---------- Data entries
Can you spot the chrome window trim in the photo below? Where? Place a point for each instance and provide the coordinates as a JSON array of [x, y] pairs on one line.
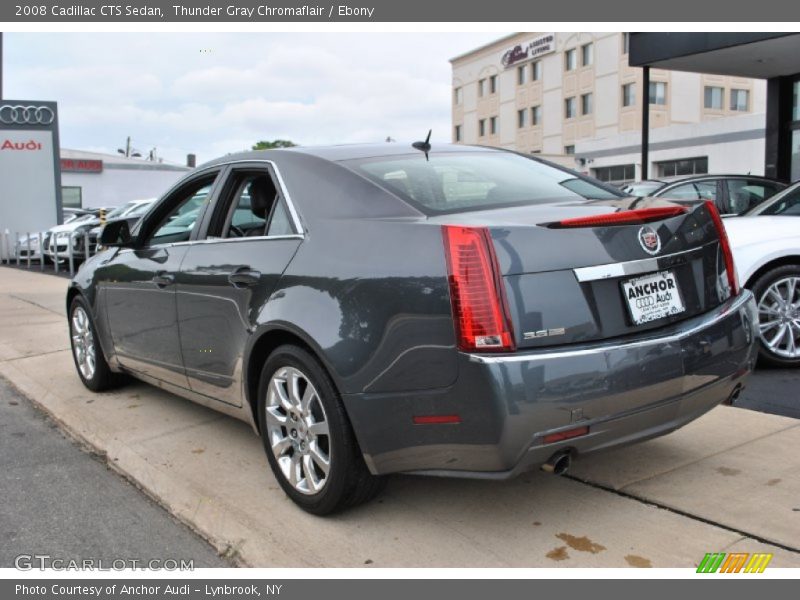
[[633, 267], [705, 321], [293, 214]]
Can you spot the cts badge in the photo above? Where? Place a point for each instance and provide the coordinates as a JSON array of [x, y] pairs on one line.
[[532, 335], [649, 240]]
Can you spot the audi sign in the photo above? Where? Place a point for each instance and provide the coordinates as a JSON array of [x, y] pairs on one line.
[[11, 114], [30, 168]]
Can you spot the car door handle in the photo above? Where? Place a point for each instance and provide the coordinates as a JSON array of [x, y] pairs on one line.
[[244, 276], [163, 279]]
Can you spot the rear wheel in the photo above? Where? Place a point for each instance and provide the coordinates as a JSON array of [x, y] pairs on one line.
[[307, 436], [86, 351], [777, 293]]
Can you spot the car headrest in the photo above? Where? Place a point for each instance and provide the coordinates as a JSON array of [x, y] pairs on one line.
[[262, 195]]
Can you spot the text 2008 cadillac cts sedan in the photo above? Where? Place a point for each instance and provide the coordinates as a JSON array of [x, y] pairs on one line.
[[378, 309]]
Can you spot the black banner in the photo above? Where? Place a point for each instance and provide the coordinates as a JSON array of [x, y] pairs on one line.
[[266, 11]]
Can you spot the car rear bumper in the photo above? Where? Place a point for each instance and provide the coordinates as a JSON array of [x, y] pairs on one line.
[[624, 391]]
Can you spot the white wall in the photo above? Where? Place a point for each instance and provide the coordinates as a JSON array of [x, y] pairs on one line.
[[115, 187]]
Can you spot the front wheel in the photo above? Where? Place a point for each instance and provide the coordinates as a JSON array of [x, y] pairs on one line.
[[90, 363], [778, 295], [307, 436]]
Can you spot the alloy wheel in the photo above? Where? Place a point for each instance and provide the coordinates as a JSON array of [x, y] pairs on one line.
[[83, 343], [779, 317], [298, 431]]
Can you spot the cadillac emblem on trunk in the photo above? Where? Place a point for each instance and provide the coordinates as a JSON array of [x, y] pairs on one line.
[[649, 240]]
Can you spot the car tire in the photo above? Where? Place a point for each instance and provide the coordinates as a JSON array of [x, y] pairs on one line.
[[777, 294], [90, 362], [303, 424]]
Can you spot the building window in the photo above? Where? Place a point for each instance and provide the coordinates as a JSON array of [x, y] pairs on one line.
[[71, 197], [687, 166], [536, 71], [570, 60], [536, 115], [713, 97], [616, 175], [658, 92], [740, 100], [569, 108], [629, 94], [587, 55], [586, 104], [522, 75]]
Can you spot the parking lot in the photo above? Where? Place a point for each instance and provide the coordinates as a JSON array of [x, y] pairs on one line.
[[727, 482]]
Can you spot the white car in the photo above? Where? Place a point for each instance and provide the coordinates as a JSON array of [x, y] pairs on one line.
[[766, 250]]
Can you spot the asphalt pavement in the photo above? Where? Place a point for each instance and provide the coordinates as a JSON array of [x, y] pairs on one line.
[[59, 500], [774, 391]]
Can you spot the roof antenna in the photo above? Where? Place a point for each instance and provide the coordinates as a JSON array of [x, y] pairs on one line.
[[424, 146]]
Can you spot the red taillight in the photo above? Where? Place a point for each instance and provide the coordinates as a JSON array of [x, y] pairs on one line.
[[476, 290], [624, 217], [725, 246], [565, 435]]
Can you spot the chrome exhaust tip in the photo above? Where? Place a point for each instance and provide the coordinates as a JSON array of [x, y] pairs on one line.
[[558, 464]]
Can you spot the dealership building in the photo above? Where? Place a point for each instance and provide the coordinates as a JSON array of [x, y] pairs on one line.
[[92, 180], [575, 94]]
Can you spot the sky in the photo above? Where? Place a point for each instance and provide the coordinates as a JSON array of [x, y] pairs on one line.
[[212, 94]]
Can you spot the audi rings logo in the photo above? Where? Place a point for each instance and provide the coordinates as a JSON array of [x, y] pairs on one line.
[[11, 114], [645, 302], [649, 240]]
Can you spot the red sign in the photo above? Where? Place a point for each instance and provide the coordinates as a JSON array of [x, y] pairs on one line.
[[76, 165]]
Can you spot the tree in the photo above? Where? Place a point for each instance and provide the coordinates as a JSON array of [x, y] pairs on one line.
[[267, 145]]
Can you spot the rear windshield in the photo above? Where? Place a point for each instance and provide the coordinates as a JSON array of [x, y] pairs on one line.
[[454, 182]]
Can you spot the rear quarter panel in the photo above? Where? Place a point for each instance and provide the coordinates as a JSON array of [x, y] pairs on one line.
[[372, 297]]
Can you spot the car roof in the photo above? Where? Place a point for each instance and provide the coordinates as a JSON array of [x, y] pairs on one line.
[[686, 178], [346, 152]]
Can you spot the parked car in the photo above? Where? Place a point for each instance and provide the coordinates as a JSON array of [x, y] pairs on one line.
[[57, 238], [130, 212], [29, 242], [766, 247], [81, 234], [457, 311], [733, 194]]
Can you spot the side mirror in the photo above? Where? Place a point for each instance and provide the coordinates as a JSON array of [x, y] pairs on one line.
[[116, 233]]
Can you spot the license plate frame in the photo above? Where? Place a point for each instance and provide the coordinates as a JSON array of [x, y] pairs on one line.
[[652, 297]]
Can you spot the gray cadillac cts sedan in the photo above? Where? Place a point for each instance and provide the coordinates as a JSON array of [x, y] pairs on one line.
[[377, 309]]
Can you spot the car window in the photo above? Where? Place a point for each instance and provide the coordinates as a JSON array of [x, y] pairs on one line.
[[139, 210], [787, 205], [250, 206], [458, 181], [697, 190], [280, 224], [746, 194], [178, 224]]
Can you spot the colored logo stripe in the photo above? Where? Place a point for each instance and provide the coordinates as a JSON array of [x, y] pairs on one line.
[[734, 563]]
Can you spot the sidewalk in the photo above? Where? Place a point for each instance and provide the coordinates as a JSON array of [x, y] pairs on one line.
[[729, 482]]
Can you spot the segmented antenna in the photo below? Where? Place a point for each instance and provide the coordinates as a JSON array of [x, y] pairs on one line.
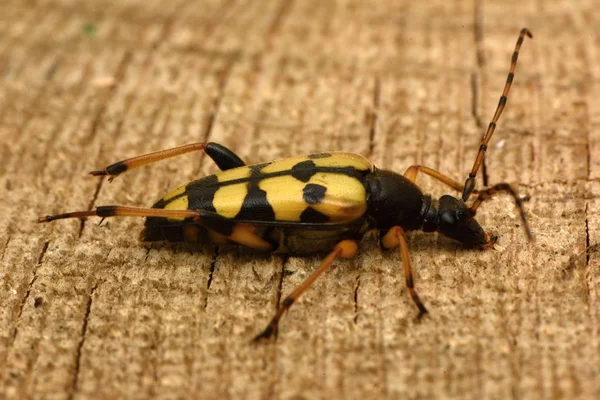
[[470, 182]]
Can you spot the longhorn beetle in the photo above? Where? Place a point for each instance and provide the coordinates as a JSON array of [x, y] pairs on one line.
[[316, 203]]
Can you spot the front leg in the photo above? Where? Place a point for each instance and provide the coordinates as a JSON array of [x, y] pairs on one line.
--------------------
▶ _Required work_
Can you put all the records above into a numbered list, leaving out blank lines and the pictures?

▶ _Exercise answer_
1. Can you spot the chrome window trim in the photo below? Where? Place a point for each instance and provide the coordinates as a JSON array of [x, y] pairs on one line.
2. [[633, 267], [705, 321], [293, 214]]
3. Can you spot the cts badge in the photo above? Where? Place a point for each instance and provide the coordinates as a JSON array of [x, y] pairs on one line.
4. [[532, 335], [649, 240]]
5. Can you spot the audi sign in the photo above? Where? Place a point for each instance and provide the coordinates as a JSON array of [x, y] pairs on one line.
6. [[11, 114], [30, 168]]
7. Can you spot the car door handle in the photo above? Where? Place a point for each instance and provide the coordinates as a JSON array of [x, y] pairs on one line.
8. [[244, 276], [163, 279]]
9. Can you spot the rear wheel in the photo above? Where? Place a point for each instance and provide the coordinates as a JSON array of [x, y] pairs on one line.
10. [[307, 436], [86, 351], [777, 293]]
11. Can you spot the car headrest in the photo above? Where? Place a point for each instance and provide the coordinates as a JSON array of [x, y] pairs on one line.
12. [[262, 195]]
13. Can you spot the text 2008 cadillac cts sedan in the photo above? Where? Place a point for each instance and provide the coordinates as a JSON array of [x, y] pairs on one line.
14. [[378, 309]]
15. Can you spot the black banner in the photo above? Where? Place a point for each instance and provide the coordinates as a JSON array of [x, y] pairs on one line.
16. [[266, 11]]
17. Can you spot the car rear bumper in the photo above? Where? Place a point for each instance and provide the coordinates as a JSON array of [x, y] pairs on one line.
18. [[624, 391]]
19. Can you spot the white wall in the photo above? Where? Place a point for each instance and provide the coordinates as a JSON array of [x, y] pairs on one line.
20. [[115, 187]]
21. Can you spot the front wheel in the photo above? Where? Place a point for each instance and provide the coordinates as a JSON array of [x, y] pairs on one line.
22. [[90, 363], [778, 295], [307, 436]]
23. Can you spot the alloy wheel in the photo above? Where? Place a point for each instance and provide the coordinates as a JSON array of [x, y] pairs on one line.
24. [[83, 343], [779, 317], [298, 431]]
25. Can you spot the cadillac emblem on trunk in the photo above? Where? Place a point for each instance and provide the coordinates as a JSON array of [x, y] pairs on one line.
26. [[649, 240]]
27. Can you spot the car tire in the photo above? Where? Place a point for each instance and provide the coordinates as a JSON array of [x, y] pairs on one line.
28. [[777, 294], [90, 362], [303, 424]]
29. Can you spot the building window in the photo above? Where? Place a point for each instance and provide the coordinates as a JSON array of [x, y] pairs on one line.
30. [[71, 197], [687, 166], [536, 71], [570, 60], [536, 115], [713, 97], [616, 175], [658, 92], [740, 100], [569, 108], [629, 94], [587, 55], [586, 104], [522, 75]]
31. Can you spot the parking lot in the photo above? Where? Place a point for each instance and provide the coordinates as a JSON array of [x, y] pairs on one line.
32. [[727, 482]]
33. Can you spot the white car in the photo above? Where? Place a point for each instance and provide the coordinates as a JSON array of [x, y] pairs on one line.
34. [[766, 250]]
35. Can you spot the asphalt pavement in the photo above? Where? Place a point for each instance and provide the coordinates as a JSON array of [x, y] pairs on one line.
36. [[59, 500], [774, 391]]
37. Can you spot the roof antenna in the photo above? Where? Place a point for each instance and provide the coordinates as a JSON array of [x, y] pairs on one line.
38. [[424, 146]]
39. Can you spot the red taillight in the photo above? Where? Place a point for each instance and provide the coordinates as a JSON array of [x, y] pairs on one line.
40. [[476, 290], [624, 217], [725, 246], [565, 435]]
41. Can you spot the chrome exhaust tip in the photo above? Where? Place a point for each instance and provide the coordinates as a JSON array of [x, y] pairs on one line.
42. [[558, 464]]
43. Can you spot the dealership building in the photo above? Where? Place a point for each instance and provide the coordinates as a JSON array of [x, y] pairs on one line.
44. [[92, 180], [575, 94]]
45. Can you spot the sky in the photo above? Where? Place a point for each instance and provide the coordinates as a JSON array of [x, y] pairs on one line.
46. [[212, 94]]
47. Can you spot the audi rings logo in the photo above? Where? Place a point for each instance and provide the coordinates as a JSON array of [x, y] pairs on one line.
48. [[11, 114], [645, 302], [649, 240]]
49. Can you spot the red sign in the photo above? Where? Place a point for each instance and provide the coordinates as a JSON array of [x, y] pairs on one line.
50. [[76, 165]]
51. Can you spot the tree in the photo above? Where? Place a point for each instance and provide the coordinates as a JSON array of [x, y] pairs on one line.
52. [[267, 145]]
53. Can you spot the rear windshield in the photo above? Where? Place a point for each instance and provide the coordinates as a JSON array of [x, y] pairs on one line.
54. [[454, 182]]
55. Can you spot the rear quarter panel in the photo above? Where? Place a point for each instance and provide the coordinates as a JSON array of [x, y] pairs on one line.
56. [[372, 297]]
57. Can you spot the car roof in the photo above? Where? Place a point for each instance and provide the coordinates as a JSON array of [x, y] pairs on one line.
58. [[686, 178], [346, 152]]
59. Can you spot the parked car in the photo above? Where? Place a point for each instance and provide the coordinates as a JSON array of [x, y] pairs on one line.
60. [[57, 238], [130, 212], [29, 242], [766, 247], [81, 234], [457, 311], [733, 194]]
61. Can you spot the side mirror in the photo above? Where? Place a point for each instance and provide the coordinates as a JSON array of [x, y] pairs on one line.
62. [[116, 233]]
63. Can you spot the license plate frame in the photo above? Where? Place a point for each instance and provide the coordinates as a JSON array of [x, y] pairs on one line.
64. [[652, 297]]
65. Can you spot the gray cadillac cts sedan in the photo above? Where? Place a point for each instance and provide the coordinates as a JSON array of [x, y] pairs on one line.
66. [[377, 309]]
67. Can you spot the car window in the photo above? Where? Place a point for each instance and provide the coordinates as a JSON array of [x, y] pairs on one line.
68. [[139, 210], [787, 205], [250, 206], [458, 181], [697, 190], [280, 224], [746, 194], [178, 224]]
69. Can you spot the colored logo stripe in the photo above? Where? Place a point for each instance and provide the coordinates as a JSON array of [x, y] pairs on one line.
70. [[734, 563]]
71. Can you spot the sidewalk in the photo above? Where? Place a point for each instance and provide the coordinates as a JSON array of [x, y] pairs on one line.
72. [[729, 482]]
73. Can you spot the segmented antenna in the photo below? Where? Place a point for each instance and provide the coordinates as a JSON array of [x, y] pairs on one line.
74. [[470, 182]]
75. Can you spot the longhorn beetle in the photo above? Where? Place a point for each instance and provide the coordinates as a JSON array of [x, y] pairs on one line.
76. [[316, 203]]
77. Can you spot the front leg in the photo above? Where? Place a point for each instance and provide the coordinates as a JSON array of [x, y] pairs on one line.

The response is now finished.